Exercise prompt
Copy the records below, requests included, from the first line through the line that contains "509 303 518 317". In the answers, scale every bounding box coordinate by 0.3 and round it to a whole number, rounding halves up.

---------------

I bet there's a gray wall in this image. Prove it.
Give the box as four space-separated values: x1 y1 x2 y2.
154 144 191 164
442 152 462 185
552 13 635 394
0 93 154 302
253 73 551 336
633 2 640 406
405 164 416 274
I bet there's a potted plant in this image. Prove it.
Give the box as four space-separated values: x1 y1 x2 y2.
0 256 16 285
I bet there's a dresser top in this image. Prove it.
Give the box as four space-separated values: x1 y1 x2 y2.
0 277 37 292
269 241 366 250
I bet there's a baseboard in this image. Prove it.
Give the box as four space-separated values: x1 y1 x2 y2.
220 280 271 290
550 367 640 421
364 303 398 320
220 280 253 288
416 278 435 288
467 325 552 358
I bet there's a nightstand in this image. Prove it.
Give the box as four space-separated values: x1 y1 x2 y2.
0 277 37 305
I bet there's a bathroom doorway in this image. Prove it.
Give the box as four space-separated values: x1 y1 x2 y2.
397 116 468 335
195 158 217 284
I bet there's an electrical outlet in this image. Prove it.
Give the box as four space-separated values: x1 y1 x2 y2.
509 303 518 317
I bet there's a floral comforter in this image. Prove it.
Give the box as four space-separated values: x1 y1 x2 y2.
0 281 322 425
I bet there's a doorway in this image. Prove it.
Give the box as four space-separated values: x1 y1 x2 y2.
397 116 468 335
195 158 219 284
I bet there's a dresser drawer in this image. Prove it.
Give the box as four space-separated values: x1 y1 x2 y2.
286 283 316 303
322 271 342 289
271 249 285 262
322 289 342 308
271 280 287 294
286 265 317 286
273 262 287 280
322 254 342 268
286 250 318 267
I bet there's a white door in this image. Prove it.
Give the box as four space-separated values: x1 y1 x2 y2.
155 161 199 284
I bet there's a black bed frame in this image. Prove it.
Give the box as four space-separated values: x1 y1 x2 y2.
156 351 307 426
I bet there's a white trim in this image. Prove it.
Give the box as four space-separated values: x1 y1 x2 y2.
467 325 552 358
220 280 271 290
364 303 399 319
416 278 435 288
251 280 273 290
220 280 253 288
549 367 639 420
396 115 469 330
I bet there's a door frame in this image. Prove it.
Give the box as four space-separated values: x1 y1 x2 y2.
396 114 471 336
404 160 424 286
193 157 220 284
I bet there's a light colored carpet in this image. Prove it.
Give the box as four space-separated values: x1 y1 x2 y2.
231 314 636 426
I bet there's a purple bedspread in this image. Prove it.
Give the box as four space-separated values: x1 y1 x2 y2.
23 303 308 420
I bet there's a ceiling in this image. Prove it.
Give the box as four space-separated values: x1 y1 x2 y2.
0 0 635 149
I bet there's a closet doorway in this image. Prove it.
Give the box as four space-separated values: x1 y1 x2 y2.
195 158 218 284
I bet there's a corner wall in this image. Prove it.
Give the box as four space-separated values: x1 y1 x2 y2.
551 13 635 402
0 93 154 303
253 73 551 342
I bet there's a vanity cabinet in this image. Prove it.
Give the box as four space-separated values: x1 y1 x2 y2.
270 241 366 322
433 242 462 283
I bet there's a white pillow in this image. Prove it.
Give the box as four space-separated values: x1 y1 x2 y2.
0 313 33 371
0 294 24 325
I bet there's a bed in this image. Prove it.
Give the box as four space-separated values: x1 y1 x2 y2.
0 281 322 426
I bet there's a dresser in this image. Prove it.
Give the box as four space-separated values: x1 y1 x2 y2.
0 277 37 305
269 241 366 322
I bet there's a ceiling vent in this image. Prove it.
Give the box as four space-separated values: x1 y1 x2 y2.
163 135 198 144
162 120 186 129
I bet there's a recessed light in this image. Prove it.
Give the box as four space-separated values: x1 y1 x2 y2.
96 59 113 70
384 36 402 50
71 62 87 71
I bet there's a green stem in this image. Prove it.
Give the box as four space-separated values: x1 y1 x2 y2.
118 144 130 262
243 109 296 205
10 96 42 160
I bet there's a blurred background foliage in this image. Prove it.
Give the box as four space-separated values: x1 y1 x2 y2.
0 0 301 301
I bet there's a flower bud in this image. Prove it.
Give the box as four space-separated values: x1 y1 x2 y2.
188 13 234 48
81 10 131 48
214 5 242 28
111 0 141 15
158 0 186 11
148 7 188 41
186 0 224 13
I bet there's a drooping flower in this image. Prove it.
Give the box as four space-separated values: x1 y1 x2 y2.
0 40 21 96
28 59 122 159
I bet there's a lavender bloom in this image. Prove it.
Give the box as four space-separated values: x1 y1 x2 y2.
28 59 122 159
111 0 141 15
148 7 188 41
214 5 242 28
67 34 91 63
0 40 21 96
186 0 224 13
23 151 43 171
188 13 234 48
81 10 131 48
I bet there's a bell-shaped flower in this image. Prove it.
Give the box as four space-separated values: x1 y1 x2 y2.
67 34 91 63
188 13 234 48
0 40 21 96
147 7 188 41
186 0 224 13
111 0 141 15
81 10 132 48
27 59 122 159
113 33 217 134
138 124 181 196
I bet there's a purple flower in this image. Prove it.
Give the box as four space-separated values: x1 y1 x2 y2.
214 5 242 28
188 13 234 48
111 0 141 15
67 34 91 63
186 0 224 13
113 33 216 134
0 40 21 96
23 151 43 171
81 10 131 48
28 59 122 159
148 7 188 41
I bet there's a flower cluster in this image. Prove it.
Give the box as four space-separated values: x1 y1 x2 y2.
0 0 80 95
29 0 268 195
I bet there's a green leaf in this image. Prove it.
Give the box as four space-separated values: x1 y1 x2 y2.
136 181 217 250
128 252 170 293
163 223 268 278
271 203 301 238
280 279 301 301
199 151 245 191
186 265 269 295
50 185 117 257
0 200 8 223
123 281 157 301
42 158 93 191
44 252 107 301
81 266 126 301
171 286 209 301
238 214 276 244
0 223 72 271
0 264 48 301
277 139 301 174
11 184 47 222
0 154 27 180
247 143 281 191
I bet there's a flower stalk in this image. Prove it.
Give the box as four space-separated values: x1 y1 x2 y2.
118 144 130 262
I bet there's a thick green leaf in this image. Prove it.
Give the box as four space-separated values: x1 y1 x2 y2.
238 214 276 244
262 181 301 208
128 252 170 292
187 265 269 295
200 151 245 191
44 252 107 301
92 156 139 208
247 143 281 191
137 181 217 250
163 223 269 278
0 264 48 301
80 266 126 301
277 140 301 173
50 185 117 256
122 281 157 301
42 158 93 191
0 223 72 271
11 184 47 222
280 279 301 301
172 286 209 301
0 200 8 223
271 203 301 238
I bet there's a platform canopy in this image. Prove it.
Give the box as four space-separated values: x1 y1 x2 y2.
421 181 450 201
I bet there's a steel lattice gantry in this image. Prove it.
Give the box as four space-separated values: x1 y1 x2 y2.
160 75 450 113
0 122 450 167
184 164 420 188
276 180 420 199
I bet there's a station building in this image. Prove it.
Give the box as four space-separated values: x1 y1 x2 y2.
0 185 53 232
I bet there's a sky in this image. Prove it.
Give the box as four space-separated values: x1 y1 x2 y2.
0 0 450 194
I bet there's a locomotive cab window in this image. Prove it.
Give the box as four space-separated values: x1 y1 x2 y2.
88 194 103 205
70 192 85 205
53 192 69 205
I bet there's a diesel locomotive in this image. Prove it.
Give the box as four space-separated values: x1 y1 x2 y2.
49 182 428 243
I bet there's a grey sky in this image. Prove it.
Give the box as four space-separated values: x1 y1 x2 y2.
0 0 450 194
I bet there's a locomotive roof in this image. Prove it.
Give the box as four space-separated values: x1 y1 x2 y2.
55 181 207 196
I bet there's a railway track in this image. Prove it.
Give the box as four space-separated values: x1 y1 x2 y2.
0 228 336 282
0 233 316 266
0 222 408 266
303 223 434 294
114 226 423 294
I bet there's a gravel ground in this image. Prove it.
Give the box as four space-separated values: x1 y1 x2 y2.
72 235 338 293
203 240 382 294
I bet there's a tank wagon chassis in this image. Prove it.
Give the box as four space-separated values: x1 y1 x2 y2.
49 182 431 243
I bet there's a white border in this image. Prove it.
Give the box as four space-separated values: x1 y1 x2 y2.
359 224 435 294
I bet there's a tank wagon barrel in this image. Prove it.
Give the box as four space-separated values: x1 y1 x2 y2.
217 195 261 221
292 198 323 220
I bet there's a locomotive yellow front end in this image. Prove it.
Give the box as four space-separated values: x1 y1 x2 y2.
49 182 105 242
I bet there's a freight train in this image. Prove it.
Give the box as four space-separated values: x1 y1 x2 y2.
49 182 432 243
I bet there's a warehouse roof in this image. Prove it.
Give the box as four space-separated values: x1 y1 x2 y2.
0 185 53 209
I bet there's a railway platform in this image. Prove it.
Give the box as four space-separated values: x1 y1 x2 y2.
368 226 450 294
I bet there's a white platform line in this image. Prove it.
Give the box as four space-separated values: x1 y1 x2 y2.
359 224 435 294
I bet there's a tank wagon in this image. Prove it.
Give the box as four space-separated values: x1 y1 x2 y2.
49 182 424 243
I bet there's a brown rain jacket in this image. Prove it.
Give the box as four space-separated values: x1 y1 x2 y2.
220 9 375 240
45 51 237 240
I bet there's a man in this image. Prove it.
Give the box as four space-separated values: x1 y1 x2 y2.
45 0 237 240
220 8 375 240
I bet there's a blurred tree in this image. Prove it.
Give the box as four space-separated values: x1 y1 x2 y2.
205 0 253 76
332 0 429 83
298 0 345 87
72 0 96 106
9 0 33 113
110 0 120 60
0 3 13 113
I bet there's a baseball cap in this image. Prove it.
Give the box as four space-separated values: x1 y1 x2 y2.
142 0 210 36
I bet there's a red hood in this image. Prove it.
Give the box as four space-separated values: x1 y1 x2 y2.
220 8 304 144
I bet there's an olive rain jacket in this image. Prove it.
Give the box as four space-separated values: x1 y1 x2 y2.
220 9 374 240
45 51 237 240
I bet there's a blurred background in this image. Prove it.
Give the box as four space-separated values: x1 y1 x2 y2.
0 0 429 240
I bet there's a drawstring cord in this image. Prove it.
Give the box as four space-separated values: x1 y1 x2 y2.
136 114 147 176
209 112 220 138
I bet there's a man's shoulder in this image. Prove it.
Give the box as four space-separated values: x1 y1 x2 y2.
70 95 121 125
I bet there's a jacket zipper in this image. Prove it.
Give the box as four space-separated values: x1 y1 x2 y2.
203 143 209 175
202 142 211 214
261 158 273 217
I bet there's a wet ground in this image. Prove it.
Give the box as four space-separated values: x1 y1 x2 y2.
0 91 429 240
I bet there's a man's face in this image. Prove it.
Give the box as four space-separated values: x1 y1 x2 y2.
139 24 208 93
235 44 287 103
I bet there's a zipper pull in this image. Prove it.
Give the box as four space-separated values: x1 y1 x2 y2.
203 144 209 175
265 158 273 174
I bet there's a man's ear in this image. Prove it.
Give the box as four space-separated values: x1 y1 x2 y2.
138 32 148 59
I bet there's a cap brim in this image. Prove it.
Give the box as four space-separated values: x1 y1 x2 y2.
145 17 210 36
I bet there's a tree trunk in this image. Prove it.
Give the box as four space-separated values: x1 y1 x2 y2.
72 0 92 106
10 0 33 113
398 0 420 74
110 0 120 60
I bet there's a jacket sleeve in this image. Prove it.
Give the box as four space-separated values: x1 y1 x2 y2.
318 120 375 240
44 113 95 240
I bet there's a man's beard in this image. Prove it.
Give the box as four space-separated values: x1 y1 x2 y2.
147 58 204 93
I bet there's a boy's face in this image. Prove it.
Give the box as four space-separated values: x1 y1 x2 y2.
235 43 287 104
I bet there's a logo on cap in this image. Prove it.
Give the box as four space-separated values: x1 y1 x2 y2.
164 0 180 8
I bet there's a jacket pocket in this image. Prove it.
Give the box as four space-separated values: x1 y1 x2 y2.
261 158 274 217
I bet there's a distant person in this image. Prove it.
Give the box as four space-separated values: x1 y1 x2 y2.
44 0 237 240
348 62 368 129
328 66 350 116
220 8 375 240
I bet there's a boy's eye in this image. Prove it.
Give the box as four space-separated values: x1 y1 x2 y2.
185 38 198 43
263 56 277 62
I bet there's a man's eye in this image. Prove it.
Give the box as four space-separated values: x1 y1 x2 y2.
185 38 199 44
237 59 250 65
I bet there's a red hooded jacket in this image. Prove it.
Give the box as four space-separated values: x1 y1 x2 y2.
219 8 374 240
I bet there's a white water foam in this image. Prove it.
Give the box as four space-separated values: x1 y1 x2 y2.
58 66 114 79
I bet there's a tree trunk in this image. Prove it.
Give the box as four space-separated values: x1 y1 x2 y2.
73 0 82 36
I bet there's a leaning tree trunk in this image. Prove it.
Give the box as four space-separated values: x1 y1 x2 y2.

---------------

Response
I bet there's a gray wall in this image. Prove it.
Give the box as four space-separated values: x1 y1 x2 y2.
46 43 57 49
133 46 139 56
166 4 191 118
0 28 46 91
76 22 165 101
190 1 192 122
122 49 125 82
I bet there's a potted plant in this image. Prove it.
Give the box as four space-separated values: x1 y1 x2 y2.
0 77 5 86
I bet there's a dresser top in this image. Prove it.
Give the box as four space-separated values: x1 y1 x2 y2.
0 83 11 88
81 72 110 75
I bet there's a baseboard in this image. Prove it.
Give the box as four space-separated values: x1 y1 x2 y2.
66 84 81 87
165 110 192 126
109 91 119 96
66 84 76 86
125 83 131 86
140 98 166 107
I bet there's a nightstand in this image. Prove it.
Give the box as four space-separated values: x1 y1 x2 y2.
0 83 11 92
I bet there's a bathroom doorway in this image. Prove it.
Give the box as four space-separated values: x1 y1 x2 y2.
119 35 140 101
59 47 65 85
I bet there's an electrical outlet in this image. Prove it.
Give the box as four space-separated values: x1 y1 x2 y2.
153 91 155 95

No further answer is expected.